All lines from the entries below that contain the string "tennis" should be copied out.
** The data follows **
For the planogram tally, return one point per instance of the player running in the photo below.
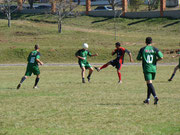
(176, 68)
(120, 51)
(83, 63)
(32, 66)
(149, 56)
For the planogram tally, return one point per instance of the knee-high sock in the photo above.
(104, 66)
(119, 75)
(152, 89)
(36, 81)
(148, 92)
(172, 76)
(22, 79)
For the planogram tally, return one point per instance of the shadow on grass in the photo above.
(30, 17)
(101, 20)
(117, 104)
(171, 24)
(133, 23)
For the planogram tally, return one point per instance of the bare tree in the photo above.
(7, 9)
(63, 9)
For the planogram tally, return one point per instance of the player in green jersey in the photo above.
(149, 56)
(176, 68)
(83, 63)
(32, 66)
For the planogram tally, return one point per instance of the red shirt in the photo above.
(120, 54)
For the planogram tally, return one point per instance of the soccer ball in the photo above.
(85, 45)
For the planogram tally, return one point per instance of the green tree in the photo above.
(135, 4)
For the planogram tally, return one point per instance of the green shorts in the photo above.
(32, 69)
(149, 76)
(84, 64)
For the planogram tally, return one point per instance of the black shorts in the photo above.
(115, 63)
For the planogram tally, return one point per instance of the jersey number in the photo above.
(149, 59)
(32, 60)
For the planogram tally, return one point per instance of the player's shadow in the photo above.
(171, 24)
(133, 23)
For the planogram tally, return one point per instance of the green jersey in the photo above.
(33, 56)
(149, 55)
(83, 53)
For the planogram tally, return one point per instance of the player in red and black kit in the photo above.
(120, 51)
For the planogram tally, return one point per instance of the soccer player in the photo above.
(32, 66)
(119, 51)
(176, 68)
(149, 56)
(83, 63)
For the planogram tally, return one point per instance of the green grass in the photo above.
(16, 42)
(63, 105)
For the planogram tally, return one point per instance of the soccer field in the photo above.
(63, 105)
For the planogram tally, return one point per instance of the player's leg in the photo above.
(83, 74)
(150, 88)
(36, 81)
(90, 73)
(36, 72)
(174, 72)
(103, 66)
(118, 66)
(22, 80)
(28, 73)
(149, 77)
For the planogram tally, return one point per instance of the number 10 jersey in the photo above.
(149, 56)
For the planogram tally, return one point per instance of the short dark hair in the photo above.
(148, 40)
(36, 47)
(117, 43)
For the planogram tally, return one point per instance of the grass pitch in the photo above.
(99, 32)
(63, 105)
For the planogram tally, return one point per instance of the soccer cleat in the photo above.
(35, 87)
(88, 79)
(19, 85)
(146, 101)
(97, 69)
(156, 101)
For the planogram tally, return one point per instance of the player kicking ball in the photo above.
(176, 68)
(83, 63)
(119, 51)
(32, 66)
(149, 56)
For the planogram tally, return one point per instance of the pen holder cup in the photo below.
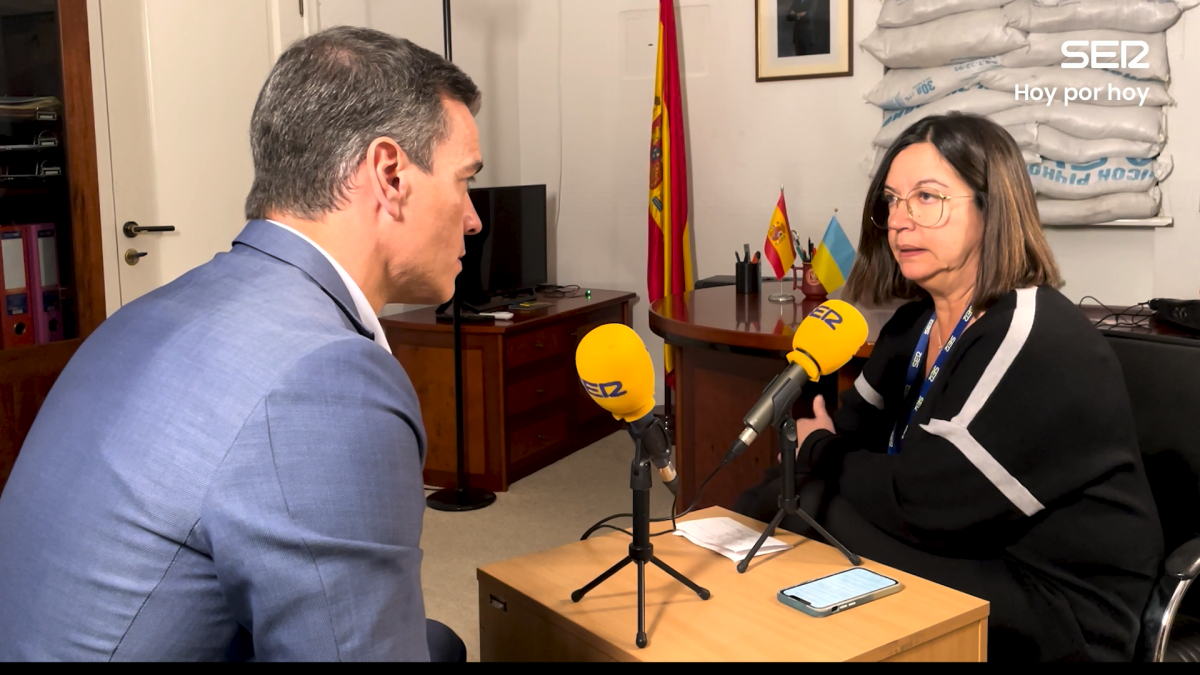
(748, 312)
(748, 279)
(810, 285)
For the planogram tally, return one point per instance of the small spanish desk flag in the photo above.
(834, 257)
(779, 248)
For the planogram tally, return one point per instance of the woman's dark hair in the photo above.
(1013, 252)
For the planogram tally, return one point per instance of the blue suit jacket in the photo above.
(228, 467)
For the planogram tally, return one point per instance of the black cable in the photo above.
(559, 292)
(671, 518)
(1127, 317)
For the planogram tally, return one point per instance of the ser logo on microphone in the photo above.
(605, 389)
(827, 315)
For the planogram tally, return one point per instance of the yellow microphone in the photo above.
(617, 372)
(825, 341)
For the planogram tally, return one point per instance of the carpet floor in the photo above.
(547, 509)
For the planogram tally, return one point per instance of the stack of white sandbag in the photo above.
(1092, 159)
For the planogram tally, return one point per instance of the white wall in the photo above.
(748, 137)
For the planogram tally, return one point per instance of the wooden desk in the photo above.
(523, 404)
(727, 348)
(526, 613)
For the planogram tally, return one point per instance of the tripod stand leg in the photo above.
(702, 592)
(579, 595)
(767, 532)
(641, 604)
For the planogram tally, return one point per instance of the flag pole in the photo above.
(461, 496)
(783, 297)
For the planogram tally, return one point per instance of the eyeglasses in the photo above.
(925, 207)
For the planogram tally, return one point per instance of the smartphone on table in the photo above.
(839, 591)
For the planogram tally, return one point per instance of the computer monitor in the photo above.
(508, 257)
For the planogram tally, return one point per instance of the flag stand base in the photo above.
(781, 297)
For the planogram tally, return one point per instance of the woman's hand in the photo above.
(805, 426)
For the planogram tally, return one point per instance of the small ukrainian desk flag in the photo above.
(834, 257)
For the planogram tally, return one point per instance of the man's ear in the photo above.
(389, 166)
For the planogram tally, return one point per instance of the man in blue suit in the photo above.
(231, 466)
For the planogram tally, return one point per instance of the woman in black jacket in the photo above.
(989, 443)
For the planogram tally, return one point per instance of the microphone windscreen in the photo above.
(616, 371)
(831, 336)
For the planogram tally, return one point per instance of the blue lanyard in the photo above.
(915, 370)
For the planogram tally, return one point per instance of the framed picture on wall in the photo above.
(804, 39)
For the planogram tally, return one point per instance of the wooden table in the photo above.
(523, 405)
(727, 348)
(526, 613)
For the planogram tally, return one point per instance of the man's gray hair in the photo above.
(328, 97)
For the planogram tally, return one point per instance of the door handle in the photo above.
(132, 230)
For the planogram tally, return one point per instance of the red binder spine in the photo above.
(16, 318)
(42, 255)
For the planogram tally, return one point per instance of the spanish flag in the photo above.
(834, 257)
(669, 269)
(779, 248)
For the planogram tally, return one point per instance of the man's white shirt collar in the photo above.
(366, 314)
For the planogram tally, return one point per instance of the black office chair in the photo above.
(1163, 377)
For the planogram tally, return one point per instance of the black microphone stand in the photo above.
(641, 550)
(789, 501)
(461, 496)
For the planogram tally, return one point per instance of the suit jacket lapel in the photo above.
(282, 245)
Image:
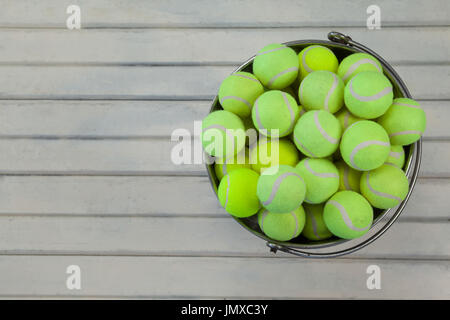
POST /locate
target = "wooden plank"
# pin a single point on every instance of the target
(201, 13)
(139, 157)
(173, 236)
(173, 83)
(223, 46)
(167, 277)
(133, 119)
(147, 196)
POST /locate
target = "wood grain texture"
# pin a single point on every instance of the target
(209, 277)
(204, 13)
(205, 46)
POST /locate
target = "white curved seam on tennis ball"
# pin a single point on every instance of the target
(319, 174)
(247, 103)
(228, 191)
(303, 146)
(245, 76)
(348, 222)
(363, 145)
(345, 176)
(330, 92)
(282, 73)
(277, 184)
(405, 132)
(379, 193)
(373, 97)
(296, 224)
(271, 50)
(322, 130)
(400, 104)
(357, 64)
(291, 112)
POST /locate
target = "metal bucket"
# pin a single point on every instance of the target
(342, 46)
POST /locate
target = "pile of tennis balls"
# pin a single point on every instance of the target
(340, 135)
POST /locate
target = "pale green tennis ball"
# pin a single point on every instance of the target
(281, 189)
(349, 178)
(224, 166)
(322, 90)
(365, 145)
(384, 187)
(368, 95)
(357, 63)
(346, 118)
(316, 57)
(237, 193)
(317, 134)
(405, 121)
(282, 226)
(276, 66)
(348, 215)
(267, 153)
(321, 178)
(238, 93)
(223, 134)
(396, 156)
(275, 113)
(315, 227)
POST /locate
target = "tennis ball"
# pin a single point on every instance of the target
(348, 178)
(357, 63)
(346, 118)
(384, 187)
(282, 226)
(365, 145)
(237, 193)
(275, 113)
(317, 134)
(315, 228)
(238, 93)
(322, 90)
(224, 166)
(276, 66)
(281, 189)
(396, 156)
(405, 121)
(223, 134)
(321, 178)
(314, 58)
(368, 95)
(267, 153)
(348, 215)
** End of The data **
Exercise response
target = "white curved seam on tennis ball"
target = "pile of tennis balls"
target = "pale green tennis ball"
target = "tennis ball"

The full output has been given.